◆ EXERCISE REQUIREMENTS
Count the lines in the records that contain the string "roof", treating case as significant, and reply with that number alone.

◆ Location labeling records
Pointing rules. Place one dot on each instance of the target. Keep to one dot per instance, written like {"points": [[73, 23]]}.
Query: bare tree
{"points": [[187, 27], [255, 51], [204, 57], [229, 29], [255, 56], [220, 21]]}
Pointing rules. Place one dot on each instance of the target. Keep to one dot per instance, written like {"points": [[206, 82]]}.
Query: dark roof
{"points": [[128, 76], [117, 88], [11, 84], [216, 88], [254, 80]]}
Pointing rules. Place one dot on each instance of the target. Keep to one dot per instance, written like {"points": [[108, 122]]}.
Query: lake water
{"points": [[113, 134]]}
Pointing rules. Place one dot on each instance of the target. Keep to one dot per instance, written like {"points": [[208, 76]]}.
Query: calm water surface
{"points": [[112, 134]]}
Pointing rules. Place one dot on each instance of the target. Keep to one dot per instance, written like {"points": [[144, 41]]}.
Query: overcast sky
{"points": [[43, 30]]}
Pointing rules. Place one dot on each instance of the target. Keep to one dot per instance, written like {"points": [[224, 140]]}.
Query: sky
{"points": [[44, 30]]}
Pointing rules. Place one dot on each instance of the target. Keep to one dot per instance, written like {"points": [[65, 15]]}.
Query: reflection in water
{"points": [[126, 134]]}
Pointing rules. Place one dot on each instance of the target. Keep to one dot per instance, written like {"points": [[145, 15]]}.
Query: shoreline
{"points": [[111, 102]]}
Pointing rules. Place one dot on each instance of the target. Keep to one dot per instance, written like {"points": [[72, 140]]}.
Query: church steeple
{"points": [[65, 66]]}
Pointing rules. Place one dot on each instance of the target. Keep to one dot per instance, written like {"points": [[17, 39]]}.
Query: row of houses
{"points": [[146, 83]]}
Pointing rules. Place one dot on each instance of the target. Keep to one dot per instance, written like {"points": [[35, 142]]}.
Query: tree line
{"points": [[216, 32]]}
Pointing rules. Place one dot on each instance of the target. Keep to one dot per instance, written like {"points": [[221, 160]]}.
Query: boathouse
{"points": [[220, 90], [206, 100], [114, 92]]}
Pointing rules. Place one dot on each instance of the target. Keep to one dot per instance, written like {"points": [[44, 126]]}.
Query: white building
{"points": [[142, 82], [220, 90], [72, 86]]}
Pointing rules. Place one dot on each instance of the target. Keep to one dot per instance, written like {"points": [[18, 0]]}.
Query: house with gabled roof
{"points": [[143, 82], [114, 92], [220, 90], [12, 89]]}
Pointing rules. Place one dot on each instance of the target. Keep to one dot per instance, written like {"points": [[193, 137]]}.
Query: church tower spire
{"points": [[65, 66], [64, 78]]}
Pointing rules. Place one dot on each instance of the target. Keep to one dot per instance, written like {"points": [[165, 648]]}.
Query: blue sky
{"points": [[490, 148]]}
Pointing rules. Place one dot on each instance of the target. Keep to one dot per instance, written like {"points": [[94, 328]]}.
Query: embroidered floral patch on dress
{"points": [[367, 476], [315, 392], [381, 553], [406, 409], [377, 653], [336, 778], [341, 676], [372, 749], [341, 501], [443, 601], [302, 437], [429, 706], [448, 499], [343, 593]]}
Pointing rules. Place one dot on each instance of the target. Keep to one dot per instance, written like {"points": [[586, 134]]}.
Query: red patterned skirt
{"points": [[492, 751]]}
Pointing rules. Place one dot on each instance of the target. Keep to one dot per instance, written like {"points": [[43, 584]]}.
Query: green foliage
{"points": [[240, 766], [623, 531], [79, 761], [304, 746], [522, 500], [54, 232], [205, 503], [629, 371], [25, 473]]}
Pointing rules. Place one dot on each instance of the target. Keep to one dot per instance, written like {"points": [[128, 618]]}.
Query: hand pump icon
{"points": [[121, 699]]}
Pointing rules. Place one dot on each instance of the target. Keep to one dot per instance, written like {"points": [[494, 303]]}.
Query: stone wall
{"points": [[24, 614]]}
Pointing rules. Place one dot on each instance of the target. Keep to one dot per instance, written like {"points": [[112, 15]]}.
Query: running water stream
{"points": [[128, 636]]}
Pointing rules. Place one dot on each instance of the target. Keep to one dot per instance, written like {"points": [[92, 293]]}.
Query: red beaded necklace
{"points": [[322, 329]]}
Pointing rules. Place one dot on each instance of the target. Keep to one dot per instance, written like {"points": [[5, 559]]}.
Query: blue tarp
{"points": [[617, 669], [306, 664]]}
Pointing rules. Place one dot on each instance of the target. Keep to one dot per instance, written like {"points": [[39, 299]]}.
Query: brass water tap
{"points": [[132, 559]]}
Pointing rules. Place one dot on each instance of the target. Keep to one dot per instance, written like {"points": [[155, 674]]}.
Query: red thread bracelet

◆ SOLUTION FOR THIS TASK
2